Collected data
┌──
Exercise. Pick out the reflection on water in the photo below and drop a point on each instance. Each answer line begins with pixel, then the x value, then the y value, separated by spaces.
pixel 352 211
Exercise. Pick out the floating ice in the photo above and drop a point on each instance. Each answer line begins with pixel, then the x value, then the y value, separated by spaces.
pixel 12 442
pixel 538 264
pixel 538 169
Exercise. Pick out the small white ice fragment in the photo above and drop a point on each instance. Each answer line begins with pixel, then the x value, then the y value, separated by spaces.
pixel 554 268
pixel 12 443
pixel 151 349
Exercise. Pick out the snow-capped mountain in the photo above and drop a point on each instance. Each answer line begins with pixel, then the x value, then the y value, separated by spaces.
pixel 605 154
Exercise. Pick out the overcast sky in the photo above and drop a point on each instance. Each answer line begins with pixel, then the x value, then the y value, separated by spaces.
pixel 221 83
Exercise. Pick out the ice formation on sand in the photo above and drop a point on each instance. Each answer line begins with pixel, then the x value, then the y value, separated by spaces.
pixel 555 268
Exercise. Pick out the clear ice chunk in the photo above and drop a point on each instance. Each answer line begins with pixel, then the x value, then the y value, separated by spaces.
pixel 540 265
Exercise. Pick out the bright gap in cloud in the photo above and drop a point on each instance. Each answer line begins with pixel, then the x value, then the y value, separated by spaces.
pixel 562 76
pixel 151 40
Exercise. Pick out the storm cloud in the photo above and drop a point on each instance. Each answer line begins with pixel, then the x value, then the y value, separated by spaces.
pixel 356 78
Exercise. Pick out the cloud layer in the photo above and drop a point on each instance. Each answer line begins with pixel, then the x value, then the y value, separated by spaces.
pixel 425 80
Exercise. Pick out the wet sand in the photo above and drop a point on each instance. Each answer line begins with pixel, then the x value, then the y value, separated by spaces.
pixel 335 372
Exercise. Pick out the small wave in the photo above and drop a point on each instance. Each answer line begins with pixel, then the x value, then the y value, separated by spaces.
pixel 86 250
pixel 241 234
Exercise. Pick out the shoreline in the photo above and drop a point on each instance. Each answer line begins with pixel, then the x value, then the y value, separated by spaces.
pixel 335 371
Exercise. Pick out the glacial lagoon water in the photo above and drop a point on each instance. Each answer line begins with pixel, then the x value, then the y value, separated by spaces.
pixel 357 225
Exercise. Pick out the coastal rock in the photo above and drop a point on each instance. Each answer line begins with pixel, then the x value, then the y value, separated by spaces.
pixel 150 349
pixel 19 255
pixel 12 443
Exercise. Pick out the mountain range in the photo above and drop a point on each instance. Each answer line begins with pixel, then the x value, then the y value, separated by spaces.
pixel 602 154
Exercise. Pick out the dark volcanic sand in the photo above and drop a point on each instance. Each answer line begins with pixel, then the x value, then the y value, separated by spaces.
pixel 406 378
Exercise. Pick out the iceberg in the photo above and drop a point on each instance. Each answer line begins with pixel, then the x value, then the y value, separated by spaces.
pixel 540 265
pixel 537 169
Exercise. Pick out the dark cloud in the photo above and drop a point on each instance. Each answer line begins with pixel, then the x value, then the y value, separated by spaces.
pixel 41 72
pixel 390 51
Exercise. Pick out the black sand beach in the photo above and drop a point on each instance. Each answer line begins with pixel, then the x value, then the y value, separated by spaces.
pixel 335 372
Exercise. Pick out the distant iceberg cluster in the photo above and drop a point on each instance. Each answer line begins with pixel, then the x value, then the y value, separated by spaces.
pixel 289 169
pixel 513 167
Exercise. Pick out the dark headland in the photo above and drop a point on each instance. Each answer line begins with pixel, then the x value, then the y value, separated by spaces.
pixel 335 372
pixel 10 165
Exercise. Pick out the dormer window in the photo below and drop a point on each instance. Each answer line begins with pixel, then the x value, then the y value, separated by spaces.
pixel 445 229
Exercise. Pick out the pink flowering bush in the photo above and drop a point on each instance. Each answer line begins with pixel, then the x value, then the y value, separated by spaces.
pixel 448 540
└──
GOAL:
Rewrite all of the entries above, putting "place a marker" wherever "drop a point" appears and leaving everything else the same.

TASK SOLUTION:
Exercise. Pick out the reflection on water in the photo below and place a marker on each instance. Each answer line begins with pixel, then the x value, then the y value, separated by spaces.
pixel 352 211
Exercise. Pick out the floating ice in the photo above and place a marker on each instance. Each answer line begins with pixel, then the x value, then the y value, separated by spaces.
pixel 12 442
pixel 538 264
pixel 538 169
Exercise. Pick out the small white ice fragment in the photo above and place a marker on each instance. Each answer line begins with pixel, then the x value, then the y value, separated by spaces.
pixel 554 268
pixel 12 443
pixel 151 349
Exercise. Pick out the snow-capped mountain in the photo above and place a marker on each instance. Each answer line begins with pixel, then the x value, then the y value, separated by spaces.
pixel 605 154
Exercise. Pick out the overcast sky in the photo above and place a marker on each instance. Each answer line begins with pixel, then the x value, then the y value, separated by spaces.
pixel 221 83
Exercise. Pick out the ice formation on sand in the photo above and place a marker on each instance. Each answer line begins with pixel, then the x value, then the y value, separated by spaces.
pixel 555 268
Exercise. Pick out the clear ice chunk in the photo above and place a marker on each instance. Each answer line begins with pixel, then the x value, then the y value, separated by spaces.
pixel 540 265
Exercise. Pick out the bright gap in cloud in the photo above and place a marker on each instance. Each answer line begins with pixel, then the x value, then the y value, separated by spaces.
pixel 562 76
pixel 151 40
Exercise. Pick out the storm cloud in the photo above and place a marker on each instance. Each answer line begins with pixel, then the x value, then the y value, separated by spaces.
pixel 356 78
Exercise. Pick out the cloud layer in the photo above and place a marker on each instance. Each answer line begins with pixel, then the x value, then the y value, separated by spaces.
pixel 425 80
Exercise. Pick out the wet sand in the photo above and place a marker on each instance. Each answer line begins with pixel, then the x value, then the y value, separated by spaces.
pixel 335 372
Exercise. Pick out the small wave in the photo above and place a marker on each instance. Each answer line begins with pixel, then the x value, then the y value, separated by spaces.
pixel 86 250
pixel 241 234
Exercise. Pick out the shoreline in the photo above and place a marker on each instance. Each answer line begins with pixel, then the x value, then the y value, separated by spaces.
pixel 335 371
Exercise. Pick out the glacial lagoon water in the photo above and place a marker on each instance. Each answer line begins with pixel, then the x value, then the y value, separated by spaces.
pixel 357 225
Exercise. Pick out the coastal rock in the photo above and place a marker on each instance. Each answer line begins with pixel, then the x value, then the y value, separated by spaces.
pixel 150 349
pixel 19 255
pixel 12 443
Exercise. Pick out the mountain range in the photo above and place a marker on each instance. Each answer line begins with pixel, then the x value, then the y value, separated by spaces.
pixel 602 154
Exercise. Pick out the dark volcanic sand in the photo above and place a marker on each instance. Each answer line begins with pixel, then the x value, then the y value, separated by spaces.
pixel 406 378
Exercise. Pick out the iceberg in the photo above and place a marker on each instance. Each answer line begins with pixel, then the x value, then the y value, separated by spaces.
pixel 540 265
pixel 537 169
Exercise. Pick out the dark cloud in the photo above and place a marker on each instance. Each answer line begins with pixel, then the x value, then the y value, separated by spaces.
pixel 41 72
pixel 390 51
Exercise. Pick out the black sand beach in the photo above and place a marker on each instance. Each answer line begins with pixel, then the x value, then the y value, separated by spaces.
pixel 335 372
Exercise. Pick out the distant iceberg cluster in the photo above and place a marker on each instance. Each answer line begins with pixel, then the x value, then the y value, separated by spaces.
pixel 289 169
pixel 513 167
Exercise. Pick out the dark headland in the photo above and place a marker on each instance. Each answer line begins with pixel, then the x value, then the y value, separated by spaces.
pixel 335 372
pixel 10 165
Exercise. Pick out the dormer window in the photo below and place a marker on each instance. Each answer line begins with pixel, then the x value, then the y value, separated by spaces.
pixel 445 229
Exercise. Pick out the pink flowering bush in the photo above and place a marker on each instance. Each answer line begins with pixel, then the x value, then the y value, separated by spaces.
pixel 448 540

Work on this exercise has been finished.